[RECORDS FOR THIS TASK]
* * * * * * * * *
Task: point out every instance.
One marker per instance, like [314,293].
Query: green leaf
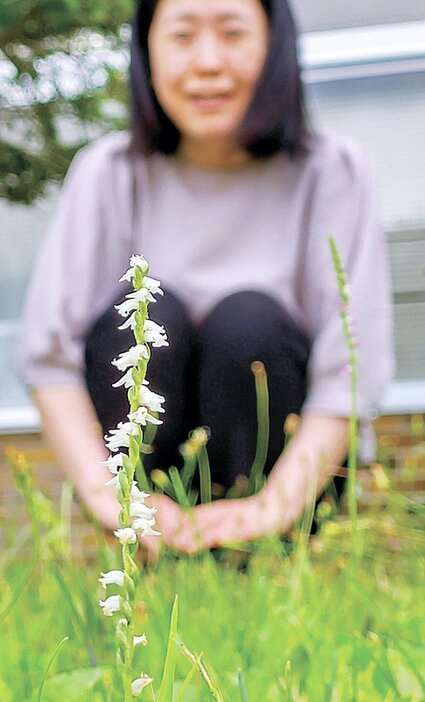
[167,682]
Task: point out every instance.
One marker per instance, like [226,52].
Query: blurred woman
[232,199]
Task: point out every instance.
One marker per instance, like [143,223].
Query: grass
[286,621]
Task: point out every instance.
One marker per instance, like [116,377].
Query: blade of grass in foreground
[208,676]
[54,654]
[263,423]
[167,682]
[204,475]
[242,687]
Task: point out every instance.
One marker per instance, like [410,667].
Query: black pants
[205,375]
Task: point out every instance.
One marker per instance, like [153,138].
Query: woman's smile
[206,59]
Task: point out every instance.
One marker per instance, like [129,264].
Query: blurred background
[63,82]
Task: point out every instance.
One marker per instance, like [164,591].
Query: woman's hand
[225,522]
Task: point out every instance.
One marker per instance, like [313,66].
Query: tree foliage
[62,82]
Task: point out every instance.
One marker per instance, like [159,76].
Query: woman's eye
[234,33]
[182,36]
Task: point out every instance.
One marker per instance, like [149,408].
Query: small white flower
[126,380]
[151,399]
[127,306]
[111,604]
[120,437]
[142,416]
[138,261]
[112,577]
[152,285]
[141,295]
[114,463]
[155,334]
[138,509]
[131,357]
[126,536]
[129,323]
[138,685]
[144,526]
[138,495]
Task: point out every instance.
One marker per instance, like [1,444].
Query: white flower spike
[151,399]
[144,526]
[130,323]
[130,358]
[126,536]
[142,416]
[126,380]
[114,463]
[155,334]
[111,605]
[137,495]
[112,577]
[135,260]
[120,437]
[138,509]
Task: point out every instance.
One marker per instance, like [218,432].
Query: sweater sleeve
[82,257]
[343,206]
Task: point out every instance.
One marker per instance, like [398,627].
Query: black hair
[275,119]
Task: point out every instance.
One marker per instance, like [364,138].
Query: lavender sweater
* * * * * * * * *
[EXERCISE DIRECTIONS] Print each record exactly as it stands, leaving the images out.

[IN RESPONSE]
Task: point out every instance.
One marker per instance, like [314,293].
Query: green leaf
[167,682]
Task: point out every instance.
One marker per instance, like [226,52].
Query: blurred woman
[232,199]
Task: point out every instance.
One marker per instance, like [143,223].
Query: grass
[286,621]
Task: point out every instance.
One marker per instance, like [116,377].
Query: blade of grass in foreground
[208,676]
[54,654]
[263,423]
[167,682]
[204,475]
[242,687]
Task: point out every instance.
One marker per instance, like [410,667].
Query: black pants
[205,375]
Task: point out every instance.
One marker per instance, like [153,138].
Query: woman's smile
[206,59]
Task: point out every instance.
One marker per instance, like [129,264].
Query: blurred background
[63,82]
Task: point out every instance.
One marker per instance, like [164,591].
Query: woman's hand
[225,522]
Task: point out every instance.
One marker per instance, like [313,66].
Query: tree foliage
[62,82]
Task: point out every instance.
One marker per instance, like [159,76].
Query: woman's eye
[234,33]
[182,36]
Task: point out every instance.
One marker per instance, like [149,408].
Query: small white flower
[126,380]
[151,399]
[127,306]
[111,604]
[120,437]
[142,416]
[138,261]
[112,577]
[152,285]
[141,295]
[114,463]
[155,334]
[138,509]
[131,357]
[126,536]
[129,323]
[138,685]
[144,526]
[138,495]
Task: point out every instance.
One marker per instance, like [1,444].
Query: white flower spike
[151,399]
[144,526]
[130,323]
[130,358]
[126,536]
[142,416]
[126,380]
[114,463]
[155,334]
[111,605]
[137,495]
[112,577]
[135,260]
[120,437]
[138,509]
Task: point out every instance.
One marker per instance, like [218,432].
Query: sweater sleeve
[82,257]
[343,206]
Task: point out every instance.
One marker per instance, like [398,627].
Query: black hair
[275,119]
Task: point out every instance.
One marker per instance, like [364,138].
Query: lavender sweater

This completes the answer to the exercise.